- _ENTRIES PROVIDED_:
• • •
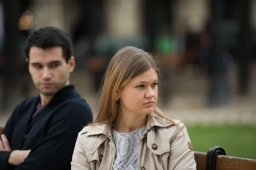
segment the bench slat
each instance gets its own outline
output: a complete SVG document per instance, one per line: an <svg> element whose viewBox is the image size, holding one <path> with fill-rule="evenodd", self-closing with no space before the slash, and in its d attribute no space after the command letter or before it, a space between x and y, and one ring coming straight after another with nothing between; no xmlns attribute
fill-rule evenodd
<svg viewBox="0 0 256 170"><path fill-rule="evenodd" d="M2 133L3 130L3 128L0 127L0 134Z"/></svg>
<svg viewBox="0 0 256 170"><path fill-rule="evenodd" d="M216 169L255 170L256 160L218 155L216 160Z"/></svg>
<svg viewBox="0 0 256 170"><path fill-rule="evenodd" d="M195 159L196 162L197 170L205 170L206 153L194 152Z"/></svg>

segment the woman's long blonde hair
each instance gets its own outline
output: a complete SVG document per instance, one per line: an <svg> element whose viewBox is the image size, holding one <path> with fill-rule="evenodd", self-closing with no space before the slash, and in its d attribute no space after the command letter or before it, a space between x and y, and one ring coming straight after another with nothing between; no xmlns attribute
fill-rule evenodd
<svg viewBox="0 0 256 170"><path fill-rule="evenodd" d="M159 74L159 70L156 62L148 53L131 46L125 47L119 50L111 60L103 77L103 83L99 93L98 116L94 122L89 125L113 122L118 113L118 102L115 99L117 90L125 87L133 78L151 68L154 68ZM178 126L158 107L155 107L154 112Z"/></svg>

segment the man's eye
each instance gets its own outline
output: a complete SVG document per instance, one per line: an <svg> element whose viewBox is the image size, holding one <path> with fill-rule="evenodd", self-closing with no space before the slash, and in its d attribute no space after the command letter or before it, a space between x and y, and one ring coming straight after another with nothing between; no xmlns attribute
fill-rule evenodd
<svg viewBox="0 0 256 170"><path fill-rule="evenodd" d="M58 64L56 64L56 63L55 63L55 64L52 64L52 65L51 65L51 66L52 67L56 67L58 66Z"/></svg>
<svg viewBox="0 0 256 170"><path fill-rule="evenodd" d="M42 68L42 65L35 65L34 67L37 68Z"/></svg>

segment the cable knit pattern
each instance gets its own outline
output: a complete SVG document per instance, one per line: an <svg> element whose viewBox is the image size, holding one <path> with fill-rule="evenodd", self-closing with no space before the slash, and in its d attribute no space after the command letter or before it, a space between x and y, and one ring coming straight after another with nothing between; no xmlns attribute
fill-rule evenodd
<svg viewBox="0 0 256 170"><path fill-rule="evenodd" d="M133 132L125 133L120 133L112 129L112 136L116 149L113 170L138 169L138 146L145 128L146 126L144 126Z"/></svg>

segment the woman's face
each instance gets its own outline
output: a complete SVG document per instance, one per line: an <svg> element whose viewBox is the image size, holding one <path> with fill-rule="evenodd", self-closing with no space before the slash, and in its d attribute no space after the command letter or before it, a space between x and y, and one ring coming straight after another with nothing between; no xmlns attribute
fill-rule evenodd
<svg viewBox="0 0 256 170"><path fill-rule="evenodd" d="M157 81L153 68L131 79L118 91L120 111L141 115L152 113L157 101Z"/></svg>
• • •
- _EXERCISE INSTRUCTIONS_:
Send back the data above word for word, with the pictures left out.

- _FINAL RESULT_:
segment the bench slat
each instance gets its own outline
output: a complete SVG document per instance, one per line: an <svg> element whose viewBox is the image size, holding one <path> with fill-rule="evenodd", self-closing with no space before the slash, and in its d attribute no space after the command letter or before it, a space between x and y, and one ring coming straight after another with nothing between; no xmlns attribute
fill-rule evenodd
<svg viewBox="0 0 256 170"><path fill-rule="evenodd" d="M2 133L3 130L3 128L0 127L0 134Z"/></svg>
<svg viewBox="0 0 256 170"><path fill-rule="evenodd" d="M216 169L255 170L256 160L218 155L216 160Z"/></svg>
<svg viewBox="0 0 256 170"><path fill-rule="evenodd" d="M195 159L196 162L197 170L205 170L206 153L194 152Z"/></svg>

segment the woman's long blonde hair
each instance gets its own outline
output: a complete SVG document per instance, one per line: an <svg> element whose viewBox is the image size, holding one <path> with fill-rule="evenodd", self-closing with no space before the slash, and in its d attribute no space after the command letter or before it, a space between x and y, and one ring coming straight after another with nothing between; no xmlns attribute
fill-rule evenodd
<svg viewBox="0 0 256 170"><path fill-rule="evenodd" d="M159 74L159 70L156 62L148 53L131 46L125 47L119 50L111 60L103 77L103 83L99 93L98 116L94 122L89 125L113 122L118 113L118 102L115 99L117 90L125 87L133 78L151 68L154 68ZM178 126L158 107L155 107L154 112Z"/></svg>

segment the man's eye
each instance gets its own outline
output: a complete SVG document per instance, one per line: an <svg> element whose viewBox is the image size, holding one <path> with fill-rule="evenodd", self-closing with no space before the slash, and in its d attribute no space after the command letter or before it, a space between x and y, and one ring coming straight after another with nothing between; no xmlns attribute
fill-rule evenodd
<svg viewBox="0 0 256 170"><path fill-rule="evenodd" d="M58 64L56 64L56 63L55 63L55 64L52 64L52 65L51 65L51 66L52 67L56 67L58 66Z"/></svg>
<svg viewBox="0 0 256 170"><path fill-rule="evenodd" d="M42 68L42 65L35 65L34 67L37 68Z"/></svg>

segment the cable knit pattern
each instance gets its own outline
output: a complete SVG document per instance, one per line: an <svg> element whose viewBox is the image size, holding one <path> with fill-rule="evenodd", self-closing with no space before the slash, and in its d attribute no space after the command letter or before it, a space between x and y, and one ring coming straight after another with nothing between; no xmlns attribute
fill-rule evenodd
<svg viewBox="0 0 256 170"><path fill-rule="evenodd" d="M133 132L125 133L120 133L112 129L112 136L116 149L113 170L138 169L138 146L145 128L146 126L144 126Z"/></svg>

segment the woman's face
each instance gets its own outline
output: a complete SVG document per instance, one per line: an <svg> element whose viewBox is the image size, holding one <path> with fill-rule="evenodd", self-closing with no space before the slash, and in its d attribute no space after the command letter or before it, a space between x and y, and one ring coming straight after another with nothing between; no xmlns attribute
fill-rule evenodd
<svg viewBox="0 0 256 170"><path fill-rule="evenodd" d="M157 81L153 68L131 79L118 91L120 111L141 115L152 113L157 101Z"/></svg>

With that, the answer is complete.